SHORT PROBLEM: Please filter the data below, keeping only the lines that contain the word "black". Matching is case-sensitive.

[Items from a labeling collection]

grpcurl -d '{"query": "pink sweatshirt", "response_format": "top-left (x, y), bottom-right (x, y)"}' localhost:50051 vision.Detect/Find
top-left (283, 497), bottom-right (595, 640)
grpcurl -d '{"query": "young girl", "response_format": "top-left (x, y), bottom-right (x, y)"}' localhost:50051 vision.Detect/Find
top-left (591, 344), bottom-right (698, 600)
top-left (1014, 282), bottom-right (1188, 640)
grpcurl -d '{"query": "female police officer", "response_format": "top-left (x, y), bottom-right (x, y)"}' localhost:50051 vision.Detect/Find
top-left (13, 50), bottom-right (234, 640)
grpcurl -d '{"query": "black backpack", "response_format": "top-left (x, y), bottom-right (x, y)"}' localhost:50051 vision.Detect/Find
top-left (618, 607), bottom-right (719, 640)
* * *
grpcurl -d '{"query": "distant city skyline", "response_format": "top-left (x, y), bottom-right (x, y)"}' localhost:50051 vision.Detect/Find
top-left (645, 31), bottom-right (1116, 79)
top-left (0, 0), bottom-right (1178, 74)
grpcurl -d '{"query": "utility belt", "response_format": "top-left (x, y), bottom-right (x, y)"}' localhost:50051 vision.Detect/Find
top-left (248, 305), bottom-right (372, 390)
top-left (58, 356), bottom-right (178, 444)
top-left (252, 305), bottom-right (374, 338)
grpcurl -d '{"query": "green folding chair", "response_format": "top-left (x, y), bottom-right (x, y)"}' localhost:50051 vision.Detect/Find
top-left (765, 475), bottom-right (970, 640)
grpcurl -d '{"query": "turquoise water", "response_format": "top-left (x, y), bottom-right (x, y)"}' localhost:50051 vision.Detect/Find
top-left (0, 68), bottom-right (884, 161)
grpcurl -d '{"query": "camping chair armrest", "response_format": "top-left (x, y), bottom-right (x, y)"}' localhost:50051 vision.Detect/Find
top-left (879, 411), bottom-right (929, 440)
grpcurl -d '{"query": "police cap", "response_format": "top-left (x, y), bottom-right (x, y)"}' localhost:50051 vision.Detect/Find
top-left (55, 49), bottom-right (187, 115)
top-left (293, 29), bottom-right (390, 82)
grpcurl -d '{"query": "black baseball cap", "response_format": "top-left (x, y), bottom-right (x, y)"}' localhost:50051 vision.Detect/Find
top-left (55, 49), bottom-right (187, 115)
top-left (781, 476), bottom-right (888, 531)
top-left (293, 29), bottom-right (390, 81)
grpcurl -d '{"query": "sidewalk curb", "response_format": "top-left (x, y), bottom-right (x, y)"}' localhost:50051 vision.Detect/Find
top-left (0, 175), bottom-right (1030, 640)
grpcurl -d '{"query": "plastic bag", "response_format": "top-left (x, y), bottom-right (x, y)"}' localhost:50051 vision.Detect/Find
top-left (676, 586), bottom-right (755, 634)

COMPLETE ANSWER:
grpcurl -d '{"query": "black backpack", "response_format": "top-left (x, y), bottom-right (x, y)"}' localhost:50051 vision.Detect/Find
grpcurl -d '{"query": "black baseball cap", "response_format": "top-left (x, y), bottom-right (x, y)"}' localhost:50051 vision.Detect/Find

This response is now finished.